:: Written instruction ::
Could you lay out the part that opens with the line containing "target: carved ceiling beam" and closes with the line containing "48L170 40L172 34L151" as a JSON list of strings, with one string per line and blank lines left out?

:: Excerpted records ::

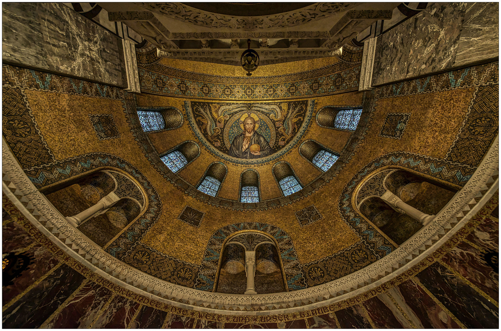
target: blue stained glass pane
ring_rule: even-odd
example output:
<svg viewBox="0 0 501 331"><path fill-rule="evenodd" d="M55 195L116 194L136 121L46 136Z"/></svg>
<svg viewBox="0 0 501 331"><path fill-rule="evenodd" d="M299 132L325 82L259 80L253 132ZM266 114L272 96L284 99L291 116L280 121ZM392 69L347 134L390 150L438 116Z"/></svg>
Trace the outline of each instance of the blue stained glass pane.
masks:
<svg viewBox="0 0 501 331"><path fill-rule="evenodd" d="M279 181L279 184L282 188L284 195L286 196L296 193L303 188L294 176L288 176L282 178Z"/></svg>
<svg viewBox="0 0 501 331"><path fill-rule="evenodd" d="M188 160L182 153L174 151L172 153L160 158L165 165L172 172L176 172L180 169L188 164Z"/></svg>
<svg viewBox="0 0 501 331"><path fill-rule="evenodd" d="M139 117L139 122L145 132L165 128L165 121L163 116L158 112L146 112L137 111Z"/></svg>
<svg viewBox="0 0 501 331"><path fill-rule="evenodd" d="M334 127L336 129L354 130L357 128L361 115L361 109L340 111L334 119Z"/></svg>
<svg viewBox="0 0 501 331"><path fill-rule="evenodd" d="M327 171L339 158L339 156L322 150L315 155L312 162L323 171Z"/></svg>
<svg viewBox="0 0 501 331"><path fill-rule="evenodd" d="M207 176L198 186L198 190L209 195L215 196L220 185L221 183L217 179Z"/></svg>
<svg viewBox="0 0 501 331"><path fill-rule="evenodd" d="M259 192L256 186L244 186L242 187L242 194L240 198L240 202L259 202Z"/></svg>

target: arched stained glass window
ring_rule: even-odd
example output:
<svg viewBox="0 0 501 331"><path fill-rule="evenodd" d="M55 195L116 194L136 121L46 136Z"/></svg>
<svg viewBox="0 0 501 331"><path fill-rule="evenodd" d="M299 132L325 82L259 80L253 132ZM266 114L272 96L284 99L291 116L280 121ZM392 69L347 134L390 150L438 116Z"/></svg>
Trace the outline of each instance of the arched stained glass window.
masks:
<svg viewBox="0 0 501 331"><path fill-rule="evenodd" d="M315 155L312 162L323 171L327 171L339 158L339 156L323 149Z"/></svg>
<svg viewBox="0 0 501 331"><path fill-rule="evenodd" d="M240 202L259 202L259 192L256 186L244 186L242 187L242 194L240 198Z"/></svg>
<svg viewBox="0 0 501 331"><path fill-rule="evenodd" d="M174 151L160 159L172 172L176 172L181 168L188 164L188 160L183 153L179 151Z"/></svg>
<svg viewBox="0 0 501 331"><path fill-rule="evenodd" d="M296 193L303 188L301 184L298 182L298 180L294 176L284 177L279 181L279 184L280 184L284 195L285 196Z"/></svg>
<svg viewBox="0 0 501 331"><path fill-rule="evenodd" d="M221 183L217 179L210 176L207 176L198 186L198 190L206 194L215 196L220 185Z"/></svg>
<svg viewBox="0 0 501 331"><path fill-rule="evenodd" d="M145 132L165 128L165 120L159 112L138 110L137 115L139 117L141 126L143 127L143 131Z"/></svg>
<svg viewBox="0 0 501 331"><path fill-rule="evenodd" d="M336 129L354 130L362 115L361 109L349 109L338 112L334 119L334 127Z"/></svg>

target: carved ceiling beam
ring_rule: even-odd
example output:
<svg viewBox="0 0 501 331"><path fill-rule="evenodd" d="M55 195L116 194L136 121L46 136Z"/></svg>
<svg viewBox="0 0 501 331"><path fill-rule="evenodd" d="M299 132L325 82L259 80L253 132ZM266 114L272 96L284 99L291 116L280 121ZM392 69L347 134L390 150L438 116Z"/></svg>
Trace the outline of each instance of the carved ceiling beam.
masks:
<svg viewBox="0 0 501 331"><path fill-rule="evenodd" d="M178 48L170 40L172 34L151 12L110 12L108 17L110 21L123 23L157 47L164 50Z"/></svg>
<svg viewBox="0 0 501 331"><path fill-rule="evenodd" d="M331 38L322 47L337 50L378 20L391 19L392 12L391 10L348 11L329 32Z"/></svg>
<svg viewBox="0 0 501 331"><path fill-rule="evenodd" d="M241 31L229 32L173 32L172 39L285 39L329 38L328 31Z"/></svg>

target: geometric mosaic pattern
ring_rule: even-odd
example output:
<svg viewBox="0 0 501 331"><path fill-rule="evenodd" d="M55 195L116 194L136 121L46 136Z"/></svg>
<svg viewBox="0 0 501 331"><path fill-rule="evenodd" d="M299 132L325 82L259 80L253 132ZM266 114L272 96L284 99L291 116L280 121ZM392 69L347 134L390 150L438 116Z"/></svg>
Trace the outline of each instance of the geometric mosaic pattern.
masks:
<svg viewBox="0 0 501 331"><path fill-rule="evenodd" d="M111 114L89 114L91 124L100 140L120 138L117 125Z"/></svg>
<svg viewBox="0 0 501 331"><path fill-rule="evenodd" d="M388 113L379 136L400 139L409 122L410 114L410 113Z"/></svg>
<svg viewBox="0 0 501 331"><path fill-rule="evenodd" d="M144 92L219 100L284 99L356 90L362 55L360 51L347 50L336 63L295 74L221 77L162 65L156 49L137 53L139 81Z"/></svg>
<svg viewBox="0 0 501 331"><path fill-rule="evenodd" d="M189 206L185 206L179 216L177 216L177 219L195 227L200 227L200 223L202 222L205 214L205 213L197 210Z"/></svg>
<svg viewBox="0 0 501 331"><path fill-rule="evenodd" d="M4 86L2 131L21 167L29 168L54 160L20 89Z"/></svg>
<svg viewBox="0 0 501 331"><path fill-rule="evenodd" d="M308 206L301 210L295 212L294 213L299 221L299 226L301 227L324 218L314 205Z"/></svg>
<svg viewBox="0 0 501 331"><path fill-rule="evenodd" d="M497 134L499 126L499 88L497 85L478 86L459 134L446 158L477 166L485 151Z"/></svg>
<svg viewBox="0 0 501 331"><path fill-rule="evenodd" d="M193 287L198 266L160 253L142 243L136 245L123 261L161 279Z"/></svg>

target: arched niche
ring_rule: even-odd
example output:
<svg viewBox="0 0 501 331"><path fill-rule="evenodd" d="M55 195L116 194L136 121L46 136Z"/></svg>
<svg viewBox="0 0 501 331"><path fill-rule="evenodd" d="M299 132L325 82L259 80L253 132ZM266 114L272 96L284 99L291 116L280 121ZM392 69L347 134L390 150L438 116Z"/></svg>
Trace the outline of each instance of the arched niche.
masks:
<svg viewBox="0 0 501 331"><path fill-rule="evenodd" d="M240 202L256 203L261 201L261 188L259 173L249 169L240 175L238 201Z"/></svg>
<svg viewBox="0 0 501 331"><path fill-rule="evenodd" d="M354 131L358 125L362 111L362 106L326 106L317 113L317 124L328 129Z"/></svg>
<svg viewBox="0 0 501 331"><path fill-rule="evenodd" d="M216 196L227 172L228 169L222 162L212 162L198 181L197 189L211 196Z"/></svg>
<svg viewBox="0 0 501 331"><path fill-rule="evenodd" d="M69 222L103 247L136 219L147 204L137 181L120 169L109 167L40 191Z"/></svg>
<svg viewBox="0 0 501 331"><path fill-rule="evenodd" d="M299 146L299 151L301 156L323 173L328 170L340 156L339 153L313 139L302 143Z"/></svg>
<svg viewBox="0 0 501 331"><path fill-rule="evenodd" d="M219 263L216 291L228 294L285 291L284 267L277 244L276 240L261 231L238 231L230 236Z"/></svg>
<svg viewBox="0 0 501 331"><path fill-rule="evenodd" d="M277 162L274 165L272 171L283 196L290 195L304 187L289 162L284 161Z"/></svg>
<svg viewBox="0 0 501 331"><path fill-rule="evenodd" d="M173 107L137 107L136 109L143 131L147 133L177 129L182 126L184 120L179 109Z"/></svg>
<svg viewBox="0 0 501 331"><path fill-rule="evenodd" d="M171 171L176 173L186 168L200 155L200 147L191 140L184 141L159 156Z"/></svg>
<svg viewBox="0 0 501 331"><path fill-rule="evenodd" d="M457 189L402 168L386 168L367 176L357 191L361 213L397 245L439 214Z"/></svg>

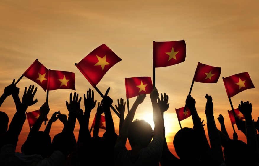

:: Solution to this problem ::
[
  "target: carved ceiling beam",
  "ring_rule: even-odd",
  "example output:",
  "<svg viewBox=\"0 0 501 331\"><path fill-rule=\"evenodd\" d=\"M55 195L116 194L136 121L46 136Z\"/></svg>",
  "<svg viewBox=\"0 0 501 331\"><path fill-rule=\"evenodd\" d=\"M299 132L325 82L259 80L253 132ZM266 114L272 96L284 99L291 116L280 121ZM392 69L347 134L390 150L438 116Z\"/></svg>",
  "Trace the outline of each instance of the carved ceiling beam.",
  "masks:",
  "<svg viewBox=\"0 0 501 331\"><path fill-rule=\"evenodd\" d=\"M178 48L170 40L172 34L151 12L110 12L108 17L110 21L123 23L157 47L164 50Z\"/></svg>"
]